Exercise objective -
Count the lines in the records that contain the string "surface" and reply with that number alone.

Record excerpts -
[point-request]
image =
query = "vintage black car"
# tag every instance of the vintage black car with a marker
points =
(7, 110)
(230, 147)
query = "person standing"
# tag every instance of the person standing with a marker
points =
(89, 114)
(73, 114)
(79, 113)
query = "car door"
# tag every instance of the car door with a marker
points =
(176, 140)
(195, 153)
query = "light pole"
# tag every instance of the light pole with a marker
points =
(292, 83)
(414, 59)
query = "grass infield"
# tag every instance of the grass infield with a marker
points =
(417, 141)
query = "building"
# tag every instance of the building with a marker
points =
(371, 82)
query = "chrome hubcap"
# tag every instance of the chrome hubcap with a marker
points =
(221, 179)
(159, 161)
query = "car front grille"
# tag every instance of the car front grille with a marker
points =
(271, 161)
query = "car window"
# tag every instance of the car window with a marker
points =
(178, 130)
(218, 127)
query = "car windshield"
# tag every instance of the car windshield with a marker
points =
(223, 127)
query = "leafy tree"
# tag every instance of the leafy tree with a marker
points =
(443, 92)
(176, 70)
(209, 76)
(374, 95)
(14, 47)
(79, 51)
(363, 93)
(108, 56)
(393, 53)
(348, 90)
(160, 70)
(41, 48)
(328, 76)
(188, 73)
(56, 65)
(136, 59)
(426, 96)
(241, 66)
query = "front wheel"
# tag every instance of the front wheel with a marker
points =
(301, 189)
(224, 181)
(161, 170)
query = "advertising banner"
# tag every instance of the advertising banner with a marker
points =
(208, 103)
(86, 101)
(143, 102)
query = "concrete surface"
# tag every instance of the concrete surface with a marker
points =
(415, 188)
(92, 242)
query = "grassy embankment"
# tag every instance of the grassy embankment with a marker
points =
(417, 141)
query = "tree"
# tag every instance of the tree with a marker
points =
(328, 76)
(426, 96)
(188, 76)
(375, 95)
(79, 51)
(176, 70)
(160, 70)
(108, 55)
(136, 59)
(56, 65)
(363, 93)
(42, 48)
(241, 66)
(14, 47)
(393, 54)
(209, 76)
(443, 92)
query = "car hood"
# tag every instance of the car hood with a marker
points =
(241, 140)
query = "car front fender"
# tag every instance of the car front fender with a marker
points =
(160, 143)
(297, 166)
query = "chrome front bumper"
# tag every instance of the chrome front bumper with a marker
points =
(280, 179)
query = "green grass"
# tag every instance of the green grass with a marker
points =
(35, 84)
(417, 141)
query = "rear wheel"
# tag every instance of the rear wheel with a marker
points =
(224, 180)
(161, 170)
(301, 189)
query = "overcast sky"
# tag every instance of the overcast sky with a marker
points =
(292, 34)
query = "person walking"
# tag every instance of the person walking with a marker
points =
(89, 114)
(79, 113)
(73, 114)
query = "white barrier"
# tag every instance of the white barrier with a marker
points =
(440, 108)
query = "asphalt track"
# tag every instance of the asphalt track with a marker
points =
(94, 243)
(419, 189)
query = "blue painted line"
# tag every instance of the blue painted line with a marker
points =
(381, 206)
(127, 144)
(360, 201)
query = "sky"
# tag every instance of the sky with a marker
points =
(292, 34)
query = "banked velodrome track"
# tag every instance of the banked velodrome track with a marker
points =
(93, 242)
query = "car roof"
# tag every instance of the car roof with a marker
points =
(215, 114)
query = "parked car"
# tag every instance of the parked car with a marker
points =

Exercise response -
2